-- Opening Marker --

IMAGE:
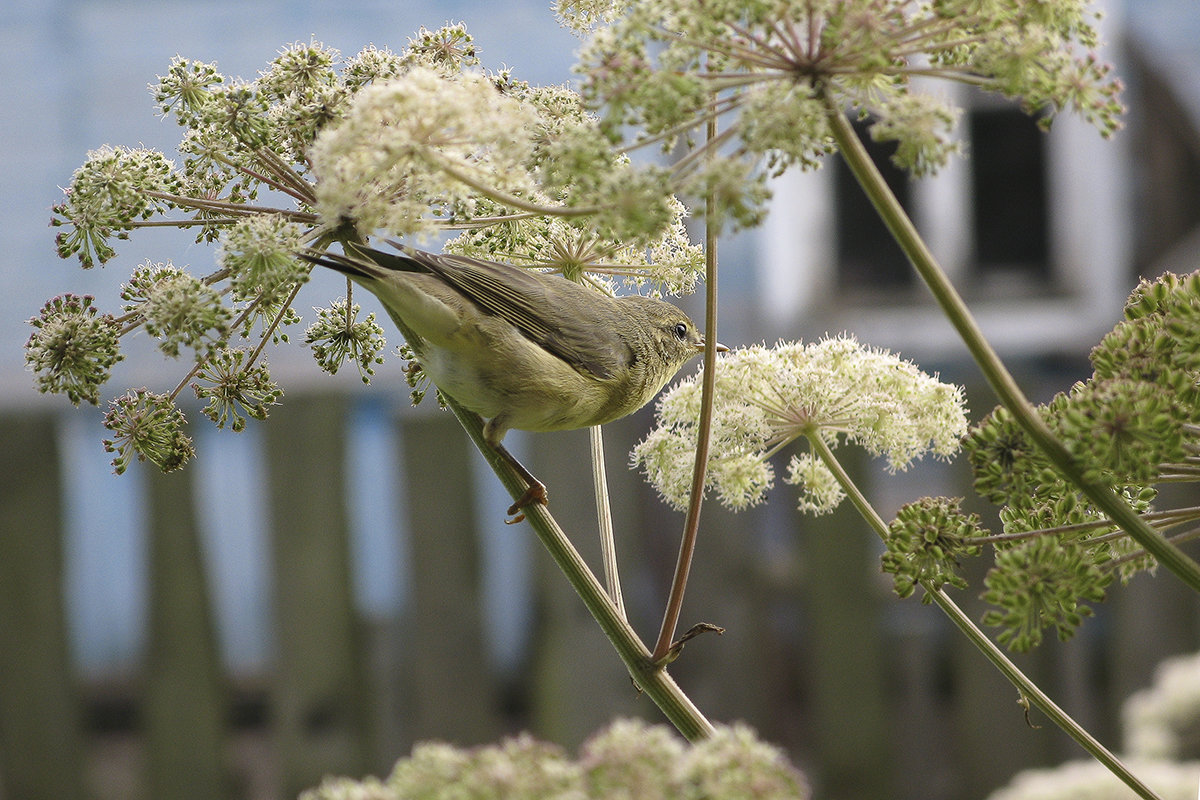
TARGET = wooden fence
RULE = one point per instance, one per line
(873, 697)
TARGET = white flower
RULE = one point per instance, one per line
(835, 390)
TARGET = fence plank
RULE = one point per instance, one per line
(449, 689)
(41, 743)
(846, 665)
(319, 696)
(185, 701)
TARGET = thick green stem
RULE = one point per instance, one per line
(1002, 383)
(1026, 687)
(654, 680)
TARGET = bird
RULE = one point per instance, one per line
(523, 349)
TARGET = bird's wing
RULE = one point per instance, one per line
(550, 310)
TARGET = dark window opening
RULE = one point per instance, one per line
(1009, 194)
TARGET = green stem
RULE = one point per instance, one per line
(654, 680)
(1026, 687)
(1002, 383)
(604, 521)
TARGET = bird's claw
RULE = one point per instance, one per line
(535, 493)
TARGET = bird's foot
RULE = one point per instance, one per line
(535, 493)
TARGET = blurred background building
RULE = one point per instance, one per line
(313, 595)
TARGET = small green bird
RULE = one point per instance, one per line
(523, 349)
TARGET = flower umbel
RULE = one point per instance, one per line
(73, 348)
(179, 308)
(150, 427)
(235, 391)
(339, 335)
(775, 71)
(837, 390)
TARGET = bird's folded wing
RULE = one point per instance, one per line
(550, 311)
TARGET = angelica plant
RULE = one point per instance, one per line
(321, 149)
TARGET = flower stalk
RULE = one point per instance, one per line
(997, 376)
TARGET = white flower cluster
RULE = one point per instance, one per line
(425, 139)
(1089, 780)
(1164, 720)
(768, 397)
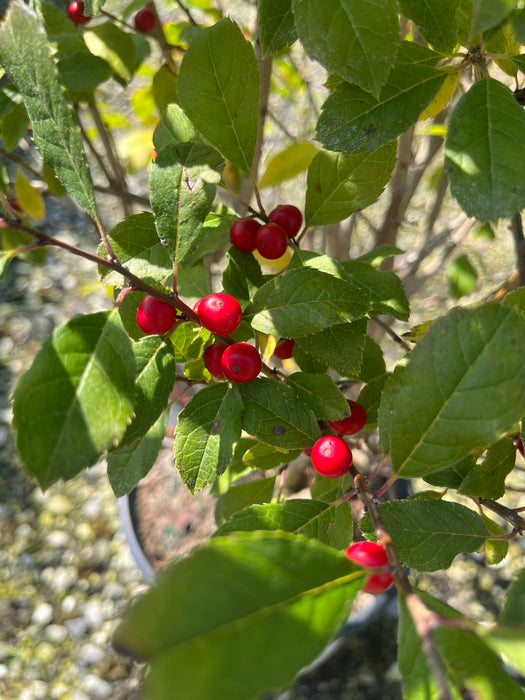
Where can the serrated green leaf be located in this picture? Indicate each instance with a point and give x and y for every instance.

-- Closing Marker --

— About this exercise —
Go through the listing above and write it out again exactly, dropping the pictures.

— Exercise output —
IMAGE:
TARGET = wooden fence
RULE = one point per instance, one per line
(873, 697)
TARGET = white flower
RULE = one point per instance, one per line
(835, 390)
TARGET = fence plank
RULE = one point per instance, one per line
(449, 689)
(41, 743)
(846, 665)
(319, 696)
(185, 701)
TARGET = thick green stem
RULE = one point per instance, one per line
(1002, 383)
(1026, 687)
(654, 680)
TARGET = bird
RULE = one point per instance, one per line
(523, 349)
TARGET = bird's wing
RULE = one point per instance, one per line
(550, 310)
TARGET = dark window opening
RULE = one point per instance, one per line
(1009, 194)
TARGET = green stem
RULE = one point per instance, one per line
(654, 680)
(1026, 687)
(1002, 383)
(604, 521)
TARGET = bird's claw
RULE = one point per instance, one per line
(535, 493)
TARGET = bird's foot
RULE = one point per instance, one per line
(535, 493)
TARGET = blurred background building
RULE = one point per instance, one per line
(313, 595)
TARGET = small green bird
RULE = one point per instance, one per line
(523, 349)
TARGET = flower umbel
RULE = one point per instance, one per line
(73, 348)
(179, 308)
(150, 427)
(235, 391)
(339, 335)
(775, 71)
(837, 390)
TARGET = bird's folded wing
RULE = one point per instance, one per line
(550, 311)
TARGET = angelica plant
RULE = one point per instance, one per line
(321, 149)
TARGET = flower stalk
RULE = one point per instance, one per line
(997, 376)
TARGET = white flower cluster
RULE = one point per instance, one per line
(425, 139)
(1089, 780)
(1164, 720)
(768, 397)
Where can the serrated green leaf be located in this picture? Indicate each instance with a point and give x and y for every instance.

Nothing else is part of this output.